**Work to be completed**
In the items between the line containing "Return one point per instance of the deciduous" and the line containing "x=239, y=420", inclusive, change "wooden" to "timber" and reproduce only those lines with every other word unchanged.

[Stored items]
☆ ☆ ☆ ☆
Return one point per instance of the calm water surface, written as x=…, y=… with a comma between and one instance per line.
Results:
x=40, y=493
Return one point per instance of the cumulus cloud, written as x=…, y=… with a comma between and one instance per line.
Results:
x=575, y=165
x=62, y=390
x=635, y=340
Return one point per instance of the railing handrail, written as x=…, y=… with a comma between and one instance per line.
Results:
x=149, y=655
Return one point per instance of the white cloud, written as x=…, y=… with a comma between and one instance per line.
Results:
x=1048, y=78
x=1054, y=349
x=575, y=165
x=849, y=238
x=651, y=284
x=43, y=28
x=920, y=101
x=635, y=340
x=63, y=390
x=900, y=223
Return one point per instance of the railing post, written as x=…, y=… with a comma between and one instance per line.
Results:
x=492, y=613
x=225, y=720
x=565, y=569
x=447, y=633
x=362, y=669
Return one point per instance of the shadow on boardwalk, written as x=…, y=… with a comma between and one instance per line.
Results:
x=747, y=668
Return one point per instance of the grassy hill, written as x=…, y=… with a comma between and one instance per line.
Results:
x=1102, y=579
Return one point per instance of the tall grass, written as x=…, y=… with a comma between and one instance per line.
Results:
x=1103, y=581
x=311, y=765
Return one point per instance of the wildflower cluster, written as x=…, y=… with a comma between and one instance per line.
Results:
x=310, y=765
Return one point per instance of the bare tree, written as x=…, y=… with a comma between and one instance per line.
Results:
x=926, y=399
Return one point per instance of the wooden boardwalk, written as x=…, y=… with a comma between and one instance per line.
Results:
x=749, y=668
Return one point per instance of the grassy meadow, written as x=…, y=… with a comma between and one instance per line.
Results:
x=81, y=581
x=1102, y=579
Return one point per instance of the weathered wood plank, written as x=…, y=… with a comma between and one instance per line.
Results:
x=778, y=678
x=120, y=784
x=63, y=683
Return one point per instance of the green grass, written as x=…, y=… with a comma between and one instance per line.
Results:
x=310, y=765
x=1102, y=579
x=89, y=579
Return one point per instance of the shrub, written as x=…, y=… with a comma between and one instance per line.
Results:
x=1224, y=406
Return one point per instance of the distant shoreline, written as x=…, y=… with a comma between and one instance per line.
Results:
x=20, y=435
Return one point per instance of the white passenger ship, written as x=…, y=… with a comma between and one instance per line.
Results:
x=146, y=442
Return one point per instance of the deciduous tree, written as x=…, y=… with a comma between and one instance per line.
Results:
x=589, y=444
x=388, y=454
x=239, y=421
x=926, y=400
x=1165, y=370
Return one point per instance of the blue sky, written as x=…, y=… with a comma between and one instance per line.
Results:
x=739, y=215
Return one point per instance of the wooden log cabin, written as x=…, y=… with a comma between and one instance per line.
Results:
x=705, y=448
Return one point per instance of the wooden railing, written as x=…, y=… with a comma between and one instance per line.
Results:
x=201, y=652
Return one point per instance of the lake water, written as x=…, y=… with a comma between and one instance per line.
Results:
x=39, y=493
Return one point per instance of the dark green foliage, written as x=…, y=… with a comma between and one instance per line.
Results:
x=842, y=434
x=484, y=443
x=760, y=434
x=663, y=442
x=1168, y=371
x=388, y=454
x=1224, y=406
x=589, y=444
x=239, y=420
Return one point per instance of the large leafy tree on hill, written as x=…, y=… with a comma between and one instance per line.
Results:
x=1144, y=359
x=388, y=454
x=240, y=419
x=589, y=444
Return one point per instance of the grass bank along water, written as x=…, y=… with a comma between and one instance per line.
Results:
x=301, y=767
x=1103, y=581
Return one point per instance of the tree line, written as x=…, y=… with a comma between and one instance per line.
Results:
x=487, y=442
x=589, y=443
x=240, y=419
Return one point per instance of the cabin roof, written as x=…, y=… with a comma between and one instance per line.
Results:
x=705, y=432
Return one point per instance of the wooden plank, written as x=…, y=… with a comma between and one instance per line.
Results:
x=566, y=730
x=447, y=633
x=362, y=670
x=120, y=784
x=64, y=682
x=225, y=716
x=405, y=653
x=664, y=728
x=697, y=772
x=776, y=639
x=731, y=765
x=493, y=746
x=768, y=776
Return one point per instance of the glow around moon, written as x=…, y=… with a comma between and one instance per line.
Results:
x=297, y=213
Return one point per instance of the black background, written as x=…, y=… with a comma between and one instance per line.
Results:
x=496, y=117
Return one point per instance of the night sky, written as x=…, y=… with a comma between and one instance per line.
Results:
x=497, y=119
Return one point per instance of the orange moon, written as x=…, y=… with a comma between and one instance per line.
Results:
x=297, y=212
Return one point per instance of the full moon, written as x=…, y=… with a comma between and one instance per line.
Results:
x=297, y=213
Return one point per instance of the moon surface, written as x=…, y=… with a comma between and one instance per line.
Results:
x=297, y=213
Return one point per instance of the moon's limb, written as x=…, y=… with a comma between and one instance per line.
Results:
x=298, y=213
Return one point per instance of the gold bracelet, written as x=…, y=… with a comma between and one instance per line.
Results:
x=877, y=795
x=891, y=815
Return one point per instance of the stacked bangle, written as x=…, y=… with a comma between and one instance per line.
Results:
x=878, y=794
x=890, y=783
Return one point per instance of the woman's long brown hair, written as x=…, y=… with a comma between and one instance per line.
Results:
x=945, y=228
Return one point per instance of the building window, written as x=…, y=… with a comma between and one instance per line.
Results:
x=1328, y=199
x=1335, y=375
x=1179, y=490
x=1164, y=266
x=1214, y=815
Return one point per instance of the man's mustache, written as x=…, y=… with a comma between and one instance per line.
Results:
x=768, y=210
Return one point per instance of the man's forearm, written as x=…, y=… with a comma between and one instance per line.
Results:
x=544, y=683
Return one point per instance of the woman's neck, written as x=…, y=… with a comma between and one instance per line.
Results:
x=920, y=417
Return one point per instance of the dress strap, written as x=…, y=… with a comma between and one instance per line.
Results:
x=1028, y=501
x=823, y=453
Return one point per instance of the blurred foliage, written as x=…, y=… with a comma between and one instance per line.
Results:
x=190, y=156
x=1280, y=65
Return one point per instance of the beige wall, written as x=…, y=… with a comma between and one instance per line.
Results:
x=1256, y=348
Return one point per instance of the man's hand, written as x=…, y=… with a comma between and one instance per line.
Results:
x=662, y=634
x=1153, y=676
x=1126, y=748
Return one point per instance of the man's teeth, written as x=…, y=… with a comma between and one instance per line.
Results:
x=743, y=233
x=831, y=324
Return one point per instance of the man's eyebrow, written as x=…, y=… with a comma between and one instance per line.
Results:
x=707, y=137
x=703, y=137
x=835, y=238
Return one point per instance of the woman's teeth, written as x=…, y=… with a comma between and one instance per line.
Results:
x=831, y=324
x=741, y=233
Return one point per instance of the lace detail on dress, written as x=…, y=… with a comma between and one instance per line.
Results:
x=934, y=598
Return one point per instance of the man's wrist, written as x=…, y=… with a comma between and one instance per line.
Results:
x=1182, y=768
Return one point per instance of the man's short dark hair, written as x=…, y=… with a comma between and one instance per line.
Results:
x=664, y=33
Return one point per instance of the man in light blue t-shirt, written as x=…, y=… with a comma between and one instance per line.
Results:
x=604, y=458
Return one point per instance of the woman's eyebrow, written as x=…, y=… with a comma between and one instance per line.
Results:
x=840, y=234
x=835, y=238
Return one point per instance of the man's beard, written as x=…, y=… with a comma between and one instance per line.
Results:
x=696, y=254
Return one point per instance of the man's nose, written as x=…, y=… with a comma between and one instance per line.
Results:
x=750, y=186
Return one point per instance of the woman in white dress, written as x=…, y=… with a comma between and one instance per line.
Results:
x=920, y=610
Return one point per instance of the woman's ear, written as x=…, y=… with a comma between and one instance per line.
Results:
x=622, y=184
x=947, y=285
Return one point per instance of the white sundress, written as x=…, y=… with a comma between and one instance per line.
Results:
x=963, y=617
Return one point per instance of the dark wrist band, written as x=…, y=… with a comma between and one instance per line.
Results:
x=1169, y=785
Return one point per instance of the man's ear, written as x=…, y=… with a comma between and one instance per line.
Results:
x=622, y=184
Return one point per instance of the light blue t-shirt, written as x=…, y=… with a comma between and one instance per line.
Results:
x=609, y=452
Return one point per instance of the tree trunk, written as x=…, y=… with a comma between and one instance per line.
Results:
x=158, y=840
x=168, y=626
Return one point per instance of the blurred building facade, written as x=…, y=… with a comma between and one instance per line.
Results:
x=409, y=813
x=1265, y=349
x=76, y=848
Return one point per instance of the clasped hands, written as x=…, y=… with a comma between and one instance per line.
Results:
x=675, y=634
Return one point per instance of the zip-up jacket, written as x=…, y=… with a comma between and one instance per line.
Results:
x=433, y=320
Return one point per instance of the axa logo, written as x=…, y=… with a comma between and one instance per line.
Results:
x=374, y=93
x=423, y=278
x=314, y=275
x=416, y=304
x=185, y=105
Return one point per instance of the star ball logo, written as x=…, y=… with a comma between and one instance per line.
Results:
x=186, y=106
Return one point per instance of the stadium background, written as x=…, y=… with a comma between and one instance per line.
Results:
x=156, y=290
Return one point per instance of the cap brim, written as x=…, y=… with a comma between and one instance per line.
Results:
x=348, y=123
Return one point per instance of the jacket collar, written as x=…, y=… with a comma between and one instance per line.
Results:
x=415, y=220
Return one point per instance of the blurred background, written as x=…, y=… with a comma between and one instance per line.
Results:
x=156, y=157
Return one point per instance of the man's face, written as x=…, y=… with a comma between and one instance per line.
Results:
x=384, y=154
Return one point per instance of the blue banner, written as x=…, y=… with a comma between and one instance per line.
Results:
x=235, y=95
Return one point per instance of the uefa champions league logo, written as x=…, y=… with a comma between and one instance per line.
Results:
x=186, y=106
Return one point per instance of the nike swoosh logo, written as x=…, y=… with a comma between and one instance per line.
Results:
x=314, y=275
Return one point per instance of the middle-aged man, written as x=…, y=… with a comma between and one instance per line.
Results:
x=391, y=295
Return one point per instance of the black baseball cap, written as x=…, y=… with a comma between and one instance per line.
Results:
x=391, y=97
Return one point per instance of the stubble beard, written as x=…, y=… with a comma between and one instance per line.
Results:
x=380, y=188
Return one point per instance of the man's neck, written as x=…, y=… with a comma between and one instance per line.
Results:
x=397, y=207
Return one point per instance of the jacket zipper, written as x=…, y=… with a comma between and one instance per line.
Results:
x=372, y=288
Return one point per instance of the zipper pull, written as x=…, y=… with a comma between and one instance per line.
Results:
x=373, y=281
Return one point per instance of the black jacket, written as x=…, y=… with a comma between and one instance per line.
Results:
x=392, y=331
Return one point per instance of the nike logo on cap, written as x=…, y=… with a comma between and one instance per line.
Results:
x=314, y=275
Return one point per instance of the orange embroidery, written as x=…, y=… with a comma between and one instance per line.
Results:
☆ ☆ ☆ ☆
**Task result**
Return one point per instance of the deciduous tree, written as x=…, y=… with a comma between and one instance per line.
Results:
x=589, y=444
x=388, y=454
x=239, y=421
x=926, y=400
x=1165, y=370
Return one point per instance of the blue sky, written as x=…, y=… with a comma between and one instance per line.
Results:
x=739, y=215
Return one point per instance of the timber log cabin, written as x=…, y=… with a comma between and one instance per line.
Results:
x=705, y=448
Return one point per instance of the timber railing, written as x=…, y=… with a comma between and one instance per line.
Results:
x=201, y=652
Return one point per instance of the lake water, written as x=…, y=… with a comma between and one instance per line.
Results:
x=39, y=493
Return one point per instance of the dark green foliage, written as x=…, y=… with a comma between and one instance per line.
Results:
x=842, y=434
x=484, y=443
x=760, y=434
x=663, y=442
x=1168, y=371
x=388, y=454
x=1224, y=406
x=589, y=444
x=239, y=420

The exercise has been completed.